• Problem set
**a)** Write down the part of the object-oriented design paper starting with "In Rick's CS2" and going on through "quickly caught on.", word for word.
**b)** Pick out every line of the records that contains the string "distant". Case counts.

──────── Excerpted passage ────────

Skateboarding with the Tooth Fairy
on the Moons of Jupiter
DRAFT (Inheritance, Understanding, and OO Design) DRAFT
Robert Biddle
Victoria University of Wellington
New Zealand
Email: robert@mcs.vuw.ac.nz
Web: http://www.mcs.vuw.ac.nz/~robert
This year, 1999, I had some interesting realisations about
object-oriented design. They happened in conjunction with teaching,
but they're not just about situations that arise in teaching. As I
write this in October, I'm still uncertain how they relate to each
other, or whether they do at all -- but I think they do.
The ideas involved are not completely new. However, it seems a number
of the concepts involved in OO design are elusive, so even reviews and
reminders should not be dismissed lightly.
I think, I hope, I have this got a better grasp of some elusive
concepts than I have had before. This paper is a first attempt to
document the ideas, and describe what I think I learned. In the
sections below, I first outline each of the main ideas, and only then
try and draw them together.
My first teaching experiences of 1999 happened in January, my summer
holidays, and after attending the International Workshop on Software
Reuse in Austin, I visited Rick Mercer at the University of Arizona in
Tucson. It was the start of their semester, and a busy time for Rick,
but I was made very welcome and had a great time.
In Rick's CS2 course, he was just starting to talk about OO design,
and I attended the lectures and tutorial sessions. Rick introduces OO
design with the familiar approach of word analysis followed by CRC
cards and role-play through scenarios. The students are introduced to
the role-play concept by using ``scripted scenarios'', where students
read through a script, each taking a role and reading, like actors in
rehearsal. Rick chose some extroverts to do a demonstration in front
of the whole class, and everyone quickly caught on.

──────── Record list ────────

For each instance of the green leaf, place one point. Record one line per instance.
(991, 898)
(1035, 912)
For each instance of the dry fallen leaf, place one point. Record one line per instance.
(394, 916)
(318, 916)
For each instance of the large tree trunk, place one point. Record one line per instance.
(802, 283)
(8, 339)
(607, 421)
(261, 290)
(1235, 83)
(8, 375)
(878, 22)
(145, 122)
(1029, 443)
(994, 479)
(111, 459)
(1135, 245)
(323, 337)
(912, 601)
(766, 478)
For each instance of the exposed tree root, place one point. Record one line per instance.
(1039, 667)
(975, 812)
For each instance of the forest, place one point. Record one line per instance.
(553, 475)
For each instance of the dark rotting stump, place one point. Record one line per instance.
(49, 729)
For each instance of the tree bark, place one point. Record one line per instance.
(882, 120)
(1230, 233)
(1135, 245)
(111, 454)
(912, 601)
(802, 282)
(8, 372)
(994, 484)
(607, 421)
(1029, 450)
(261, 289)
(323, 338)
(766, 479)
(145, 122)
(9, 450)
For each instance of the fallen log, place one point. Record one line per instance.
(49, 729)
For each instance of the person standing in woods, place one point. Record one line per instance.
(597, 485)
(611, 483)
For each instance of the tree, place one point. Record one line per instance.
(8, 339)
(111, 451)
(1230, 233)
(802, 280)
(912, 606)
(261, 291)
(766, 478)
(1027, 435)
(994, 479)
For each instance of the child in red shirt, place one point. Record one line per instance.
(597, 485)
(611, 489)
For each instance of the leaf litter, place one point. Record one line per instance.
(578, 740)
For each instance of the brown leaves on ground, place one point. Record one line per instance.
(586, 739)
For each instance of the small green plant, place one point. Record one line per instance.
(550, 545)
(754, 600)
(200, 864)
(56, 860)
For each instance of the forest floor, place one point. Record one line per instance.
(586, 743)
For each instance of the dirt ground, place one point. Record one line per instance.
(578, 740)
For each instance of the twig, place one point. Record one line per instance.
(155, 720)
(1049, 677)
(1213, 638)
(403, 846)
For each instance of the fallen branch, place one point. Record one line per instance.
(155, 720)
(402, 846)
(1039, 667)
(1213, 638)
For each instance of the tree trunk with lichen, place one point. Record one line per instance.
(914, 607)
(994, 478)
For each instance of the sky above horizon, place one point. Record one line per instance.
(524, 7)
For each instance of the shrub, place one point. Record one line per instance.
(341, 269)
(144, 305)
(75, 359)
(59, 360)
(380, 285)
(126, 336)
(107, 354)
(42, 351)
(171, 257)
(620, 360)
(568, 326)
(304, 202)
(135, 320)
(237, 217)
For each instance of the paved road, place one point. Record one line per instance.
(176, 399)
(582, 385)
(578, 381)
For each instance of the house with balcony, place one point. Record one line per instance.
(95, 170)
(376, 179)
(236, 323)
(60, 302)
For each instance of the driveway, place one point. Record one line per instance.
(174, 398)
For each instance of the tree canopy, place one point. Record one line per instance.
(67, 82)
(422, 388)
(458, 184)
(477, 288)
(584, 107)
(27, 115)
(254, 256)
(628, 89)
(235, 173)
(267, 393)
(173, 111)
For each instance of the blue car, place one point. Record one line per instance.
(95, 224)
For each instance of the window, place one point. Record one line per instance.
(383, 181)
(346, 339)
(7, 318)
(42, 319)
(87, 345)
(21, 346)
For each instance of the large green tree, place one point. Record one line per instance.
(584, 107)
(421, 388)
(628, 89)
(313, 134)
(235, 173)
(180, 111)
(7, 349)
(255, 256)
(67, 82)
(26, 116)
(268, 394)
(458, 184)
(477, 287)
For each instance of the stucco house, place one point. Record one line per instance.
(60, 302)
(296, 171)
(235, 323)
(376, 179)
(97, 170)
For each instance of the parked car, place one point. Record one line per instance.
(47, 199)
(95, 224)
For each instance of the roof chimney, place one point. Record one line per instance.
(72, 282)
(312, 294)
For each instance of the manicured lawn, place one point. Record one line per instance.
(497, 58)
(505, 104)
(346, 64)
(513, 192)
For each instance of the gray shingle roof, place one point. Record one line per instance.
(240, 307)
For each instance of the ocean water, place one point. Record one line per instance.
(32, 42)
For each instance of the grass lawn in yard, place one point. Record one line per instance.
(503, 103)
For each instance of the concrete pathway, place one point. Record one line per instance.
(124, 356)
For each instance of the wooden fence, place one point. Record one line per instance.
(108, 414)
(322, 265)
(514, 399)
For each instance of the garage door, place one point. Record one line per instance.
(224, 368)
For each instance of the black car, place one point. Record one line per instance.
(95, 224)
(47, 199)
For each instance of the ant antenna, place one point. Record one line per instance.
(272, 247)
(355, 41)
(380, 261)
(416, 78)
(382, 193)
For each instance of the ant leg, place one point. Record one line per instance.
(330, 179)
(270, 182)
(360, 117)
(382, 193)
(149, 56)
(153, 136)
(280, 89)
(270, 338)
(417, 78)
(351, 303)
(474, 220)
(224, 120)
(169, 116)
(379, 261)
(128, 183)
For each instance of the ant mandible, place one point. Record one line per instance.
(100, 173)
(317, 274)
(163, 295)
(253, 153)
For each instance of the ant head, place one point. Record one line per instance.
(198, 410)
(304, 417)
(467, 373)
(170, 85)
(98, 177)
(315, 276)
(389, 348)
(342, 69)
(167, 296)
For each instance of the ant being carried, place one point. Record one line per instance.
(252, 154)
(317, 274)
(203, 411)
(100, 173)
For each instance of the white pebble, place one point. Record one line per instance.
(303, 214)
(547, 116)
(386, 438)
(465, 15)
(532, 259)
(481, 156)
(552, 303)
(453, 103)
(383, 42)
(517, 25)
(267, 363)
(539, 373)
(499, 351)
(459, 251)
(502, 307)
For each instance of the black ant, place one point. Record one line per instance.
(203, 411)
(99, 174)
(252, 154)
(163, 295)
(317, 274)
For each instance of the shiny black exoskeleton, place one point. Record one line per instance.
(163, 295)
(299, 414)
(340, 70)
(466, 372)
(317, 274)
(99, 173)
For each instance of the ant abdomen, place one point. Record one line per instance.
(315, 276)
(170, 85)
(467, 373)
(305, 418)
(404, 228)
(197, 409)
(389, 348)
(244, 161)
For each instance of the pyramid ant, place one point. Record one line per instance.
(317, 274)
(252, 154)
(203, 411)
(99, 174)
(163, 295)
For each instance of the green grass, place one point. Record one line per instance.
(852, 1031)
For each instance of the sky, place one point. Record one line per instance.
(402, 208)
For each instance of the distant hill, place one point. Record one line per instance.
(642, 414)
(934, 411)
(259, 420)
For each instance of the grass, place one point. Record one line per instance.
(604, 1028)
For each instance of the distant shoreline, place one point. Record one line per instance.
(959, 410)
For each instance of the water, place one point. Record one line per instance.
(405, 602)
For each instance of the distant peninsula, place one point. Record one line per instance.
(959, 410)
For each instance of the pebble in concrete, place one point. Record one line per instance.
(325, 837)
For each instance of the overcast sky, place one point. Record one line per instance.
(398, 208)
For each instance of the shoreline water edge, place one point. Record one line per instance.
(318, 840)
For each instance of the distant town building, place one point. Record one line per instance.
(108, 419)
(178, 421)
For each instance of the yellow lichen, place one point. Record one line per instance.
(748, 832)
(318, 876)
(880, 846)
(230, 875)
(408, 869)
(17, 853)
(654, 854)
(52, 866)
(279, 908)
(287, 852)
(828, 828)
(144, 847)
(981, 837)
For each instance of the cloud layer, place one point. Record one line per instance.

────────

• Task-by-task results
**a)**
In Rick's CS2 course, he was just starting to talk about OO design,
and I attended the lectures and tutorial sessions. Rick introduces OO
design with the familiar approach of word analysis followed by CRC
cards and role-play through scenarios. The students are introduced to
the role-play concept by using ``scripted scenarios'', where students
read through a script, each taking a role and reading, like actors in
rehearsal. Rick chose some extroverts to do a demonstration in front
of the whole class, and everyone quickly caught on.

**b)**
For each instance of the distant hill, place one point. Record one line per instance.
For each instance of the distant shoreline, place one point. Record one line per instance.
For each instance of the distant peninsula, place one point. Record one line per instance.
For each instance of the distant town building, place one point. Record one line per instance.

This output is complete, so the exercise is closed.